Reproduza na íntegra, sem qualquer alteração, o texto sobre o bloqueio de sites.

== Texto ==
——

O bloqueio apenas impede que certos visualizadores, aqueles cujo acesso à internet depende do provedor que está bloqueando, possam acessar sites. O site em si continua a existir on-line e pode ser acessado por todos. Mas quando o conteúdo vem de um lugar diferente e não pode ser facilmente removido, um país pode ver o bloqueio como sua melhor ou única abordagem.

Reconhecemos as preocupações que às vezes levam os países a implementar o bloqueio. Mas, fundamentalmente, acreditamos que é importante que os usuários saibam quando os sites que estão tentando acessar foram bloqueados e, na medida do possível, quem os bloqueou e por quê. E é fundamental que quaisquer restrições de conteúdo sejam tão limitadas quanto possível para lidar com o dano, para evitar infringir os direitos de outras pessoas.

O bloqueio de endereços de IP por força bruta não permite essas coisas. É totalmente não transparente para os internautas. A prática tem consequências não intencionais e inevitáveis em outros conteúdos. E a própria estrutura da internet significa que não há uma boa maneira de identificar quais outros sites podem ser afetados antes ou durante um bloqueio de IPs.

——

== Itens do conjunto ==
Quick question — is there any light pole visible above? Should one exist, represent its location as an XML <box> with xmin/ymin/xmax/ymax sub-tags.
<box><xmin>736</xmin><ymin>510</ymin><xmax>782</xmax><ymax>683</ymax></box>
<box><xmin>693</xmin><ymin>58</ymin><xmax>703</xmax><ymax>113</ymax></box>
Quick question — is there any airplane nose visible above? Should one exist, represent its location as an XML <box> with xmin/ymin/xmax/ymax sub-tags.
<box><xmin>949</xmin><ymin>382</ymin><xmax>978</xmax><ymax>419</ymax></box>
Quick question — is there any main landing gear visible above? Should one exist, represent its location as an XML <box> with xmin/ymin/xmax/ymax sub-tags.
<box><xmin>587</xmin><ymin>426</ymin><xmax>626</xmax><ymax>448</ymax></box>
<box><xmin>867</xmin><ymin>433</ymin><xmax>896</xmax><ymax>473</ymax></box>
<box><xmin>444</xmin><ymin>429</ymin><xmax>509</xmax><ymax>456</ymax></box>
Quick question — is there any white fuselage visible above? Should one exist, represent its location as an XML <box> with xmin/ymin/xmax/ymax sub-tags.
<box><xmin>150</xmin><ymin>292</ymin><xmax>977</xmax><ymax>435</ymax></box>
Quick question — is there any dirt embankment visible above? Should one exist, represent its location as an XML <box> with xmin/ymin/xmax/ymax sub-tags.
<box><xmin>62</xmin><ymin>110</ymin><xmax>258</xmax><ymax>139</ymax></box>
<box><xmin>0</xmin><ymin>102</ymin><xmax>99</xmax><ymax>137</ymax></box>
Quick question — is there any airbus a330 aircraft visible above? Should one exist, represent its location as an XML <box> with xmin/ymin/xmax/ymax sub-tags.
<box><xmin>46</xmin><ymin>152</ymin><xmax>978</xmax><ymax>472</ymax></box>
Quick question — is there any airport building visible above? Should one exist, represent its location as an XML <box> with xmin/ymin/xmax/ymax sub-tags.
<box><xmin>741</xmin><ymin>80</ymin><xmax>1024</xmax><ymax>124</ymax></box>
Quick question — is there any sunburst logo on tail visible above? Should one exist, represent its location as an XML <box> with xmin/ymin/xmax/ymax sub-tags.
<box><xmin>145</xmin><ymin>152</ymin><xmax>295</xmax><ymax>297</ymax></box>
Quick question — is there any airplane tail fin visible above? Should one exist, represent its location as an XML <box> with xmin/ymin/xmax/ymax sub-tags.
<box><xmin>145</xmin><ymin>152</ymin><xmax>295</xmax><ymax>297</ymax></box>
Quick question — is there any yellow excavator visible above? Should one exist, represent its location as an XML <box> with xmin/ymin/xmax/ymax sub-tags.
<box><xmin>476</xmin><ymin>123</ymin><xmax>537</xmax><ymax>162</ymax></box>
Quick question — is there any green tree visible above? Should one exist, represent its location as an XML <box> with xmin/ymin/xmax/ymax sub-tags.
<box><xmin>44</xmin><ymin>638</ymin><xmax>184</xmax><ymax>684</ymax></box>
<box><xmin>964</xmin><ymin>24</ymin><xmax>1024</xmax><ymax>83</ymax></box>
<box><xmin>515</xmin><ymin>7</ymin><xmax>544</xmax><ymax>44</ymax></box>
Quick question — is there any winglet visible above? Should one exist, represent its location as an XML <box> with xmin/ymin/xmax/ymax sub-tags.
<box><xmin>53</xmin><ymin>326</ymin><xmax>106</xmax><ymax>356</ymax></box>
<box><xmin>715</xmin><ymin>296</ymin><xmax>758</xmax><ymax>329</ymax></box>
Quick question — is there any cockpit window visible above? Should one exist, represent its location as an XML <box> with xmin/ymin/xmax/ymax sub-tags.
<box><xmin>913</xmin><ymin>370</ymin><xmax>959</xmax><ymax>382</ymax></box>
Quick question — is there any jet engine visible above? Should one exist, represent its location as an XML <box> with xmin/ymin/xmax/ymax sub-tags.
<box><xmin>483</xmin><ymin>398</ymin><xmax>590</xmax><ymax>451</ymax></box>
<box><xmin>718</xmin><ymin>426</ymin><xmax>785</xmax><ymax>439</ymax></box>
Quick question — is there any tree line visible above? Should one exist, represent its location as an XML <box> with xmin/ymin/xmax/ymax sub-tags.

——

== Resolução do problema ==
O bloqueio apenas impede que certos visualizadores, aqueles cujo acesso à internet depende do provedor que está bloqueando, possam acessar sites. O site em si continua a existir on-line e pode ser acessado por todos. Mas quando o conteúdo vem de um lugar diferente e não pode ser facilmente removido, um país pode ver o bloqueio como sua melhor ou única abordagem.

Reconhecemos as preocupações que às vezes levam os países a implementar o bloqueio. Mas, fundamentalmente, acreditamos que é importante que os usuários saibam quando os sites que estão tentando acessar foram bloqueados e, na medida do possível, quem os bloqueou e por quê. E é fundamental que quaisquer restrições de conteúdo sejam tão limitadas quanto possível para lidar com o dano, para evitar infringir os direitos de outras pessoas.

O bloqueio de endereços de IP por força bruta não permite essas coisas. É totalmente não transparente para os internautas. A prática tem consequências não intencionais e inevitáveis em outros conteúdos. E a própria estrutura da internet significa que não há uma boa maneira de identificar quais outros sites podem ser afetados antes ou durante um bloqueio de IPs.